## Exercise task
Please copy out the listing below word for word, leaving out any pictures.
------------
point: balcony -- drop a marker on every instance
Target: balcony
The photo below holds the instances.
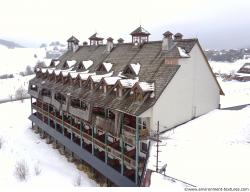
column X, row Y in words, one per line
column 113, row 149
column 105, row 124
column 79, row 112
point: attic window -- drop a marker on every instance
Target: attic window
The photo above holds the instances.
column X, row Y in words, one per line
column 105, row 67
column 132, row 69
column 33, row 87
column 80, row 67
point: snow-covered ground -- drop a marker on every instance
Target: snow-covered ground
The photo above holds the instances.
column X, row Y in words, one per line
column 21, row 143
column 11, row 85
column 211, row 151
column 236, row 92
column 16, row 60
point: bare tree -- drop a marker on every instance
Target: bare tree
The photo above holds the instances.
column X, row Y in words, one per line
------------
## Expected output
point: balcony -- drop a marker on every instance
Target: balcony
The photo below holds the instances.
column X, row Y in words, one per line
column 113, row 149
column 105, row 124
column 79, row 112
point: attic window -- drop a marker on every instance
Target: attic window
The photo above holds the instances.
column X, row Y in words, one per line
column 105, row 67
column 132, row 69
column 33, row 87
column 80, row 67
point: snow-covered ground -- drop a marker on every instance
Target: snow-covered ground
The photo above holds the instances.
column X, row Y in words, one per line
column 21, row 143
column 11, row 85
column 211, row 151
column 236, row 92
column 16, row 60
point: bare tree -- drop a marker on every instance
Target: bare tree
The photo above holds the instances.
column X, row Y in words, one per line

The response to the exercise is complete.